The American workforce is expected to see major changes to how their health insurance benefits are managed and received in the coming years.
As medical costs increase for employers and employees alike, the employees are expected to take a more active role in this, according to Aon Hewitt.
The amount employers spend on health care has increased by 40 percent in the past six years to approximately $8,800 per employee.
Over this same period, employee premium and out-of-pocket costs have increased 64 percent to almost $5,000 per year.
Aon Hewitt estimates that health care costs for both employers and employees will continue to rise 8 percent to 9 percent per year for the foreseeable future.
Worsening population health issues, including obesity, smoking and failure to comply with medications, are expected to significantly contribute to the rapid rise in health care costs.
Despite these challenges, Aon Hewitt’s survey of nearly 800 large and mid-size U.S. employers covering more than 7 million employees found that 94 percent of those surveyed will continue to offer health benefits to their employees in the next three-to-five years.
Of those employers, almost two-thirds plan to move away from a traditional “managed trend” approach to one that requires participants to take a more active role in their health care planning.
“The health care marketplace is becoming increasingly complex. New models of delivery, new approaches to managing health, and new compliance requirements are challenging employers to think differently about their role in ‘owning’ health insurance responsibilities for employees and their dependents,” John Zern, executive vice president and the Americas Health & Benefits practice director for Aon Hewitt, said in a statement. “Employers are staying in the game, but they are taking bold and assertive steps to achieve more effective results—and they are doing so at a faster pace than we’ve seen in prior years.”
Aon Hewitt’s survey found that in the next three-to-five years, almost 40 percent of employers expect to migrate toward a “house money/house rules” approach. Under this model, employers may reserve a portion of their health care dollars for those employees who exhibit good health behaviors or who can show measurable progress toward their health goals.
For example, participants who take health risk questionnaires and biometric screenings may be rewarded in the form of lower premiums or access to broader health coverage.
Other employers may waive prescription drug co-pays if an employee demonstrates they are following their doctor’s orders with regard to a chronic condition. Some leading-edge employers are working with health plans to incentivize participants to use a small provider network of high quality, cost-efficient providers.
“Over the past decade, employers have reserved an increasing portion of their cash compensation program to pay-for-performance bonus programs,” Zern said. “We see similar approaches emerging with health benefits, which reward those employees who actively participate to achieve improved health outcomes.”
While still an emerging trend, private health care exchanges are quickly generating interest among employers. In this model, employers continue to financially support health insurance, but enable employees to choose from multiple plan options and insurance carriers via a competitive, fully insured health insurance marketplace.

:: Requirement 1 ::
According to the health benefits article, by what percentage have employee premium and out-of-pocket costs risen over the past six years?
:: Requirement 2 ::
Extend the article on changes in employer health benefits, picking up after its final sentence about private health care exchanges.

:: Dataset content ::
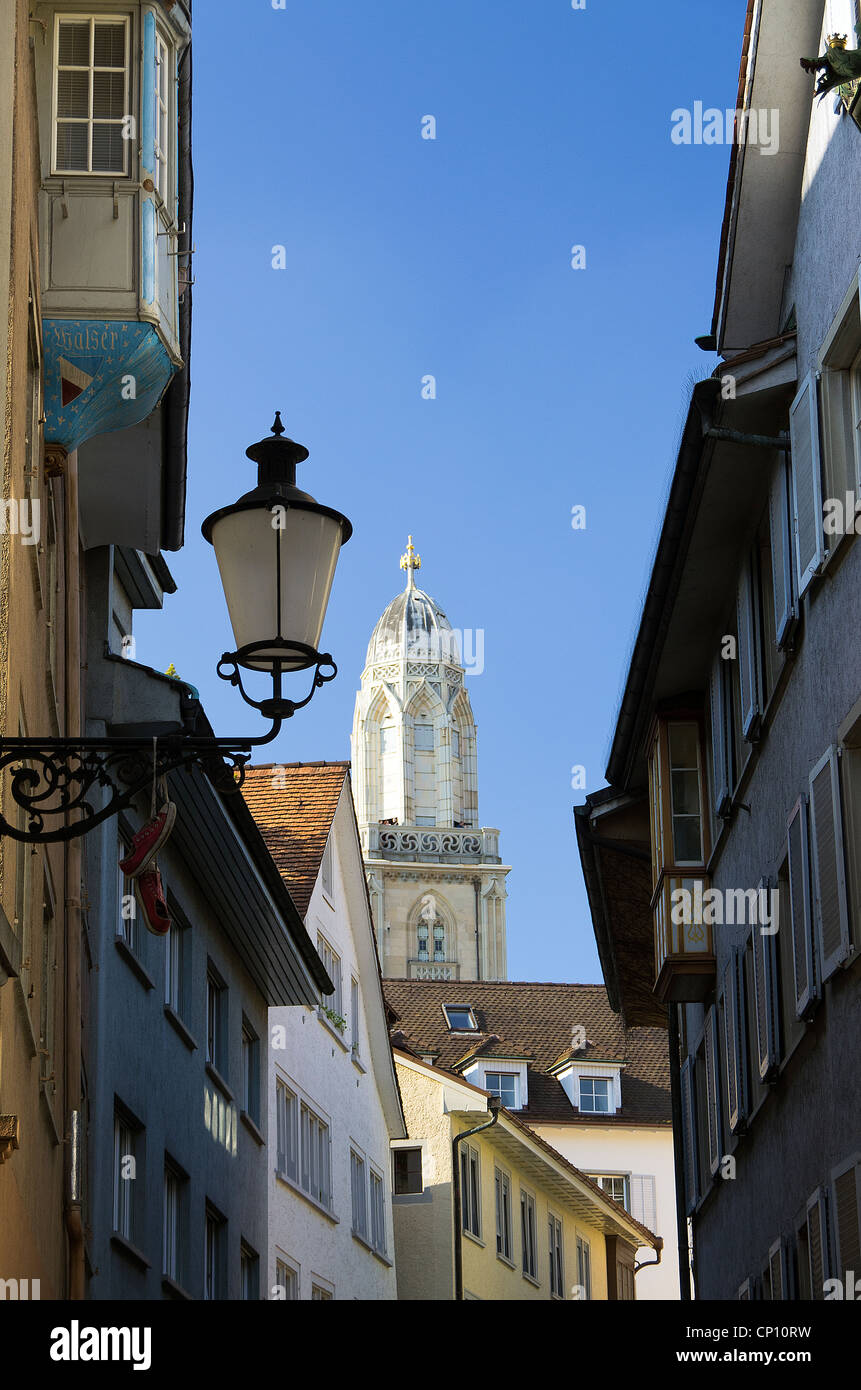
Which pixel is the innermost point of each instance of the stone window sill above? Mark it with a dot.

:: Response 1 ::
64 percent, to almost $5,000 per year.

:: Response 2 ::
The exchange model assumes many of the health benefits responsibilities that employers historically manage—including plan design, insurance carrier selection and management, user experience and behind-the-scenes administration.
“Private health care exchanges allow employers to re-create a competitive marketplace for health insurance based on consumer choice, which will encourage insurance companies to drive the system toward greater efficiency,” Jim Winkler, chief innovation officer for the U.S. Health & Benefits practice at Aon Hewitt, said in a statement. “While this option may not be a fit for every employer, it is increasingly attractive to those organizations that want to offer employees health care choice while lowering future cost trends and lessening the administrative burden associated with sponsoring a health plan.”
According to Aon Hewitt’s survey, about 28 percent plan to move into a private health care exchange over the next three-to-five years. In January 2013, for example, more than 100,000 U.S. employees enrolled in their health benefits through Aon Hewitt’s Corporate Health Exchange, the nation’s first and only operational fully insured, multi-carrier health care exchange.
“The allure of exiting completely is strong until you look at the numbers,” Winkler said. “Between the Affordable Care Act penalties for failing to offer coverage and the ensuing talent flight risk, most employers believe they need to continue to play a role in employee health, but want a different and better outcome.”
The survey showed the vast majority of employers do not view the emerging individual insurance market as a replacement for the employer-based system in place today. Just 6 percent of employers said they plan to exit health care completely in the next three-to-five years.
“Regardless of the role the employer plays in managing health benefit plans, every organization needs to be committed to maintaining a healthy, high performing workforce that is engaged and ready to work every day,” Zern said. “This is increasingly true in the global, mobile workforce of tomorrow.”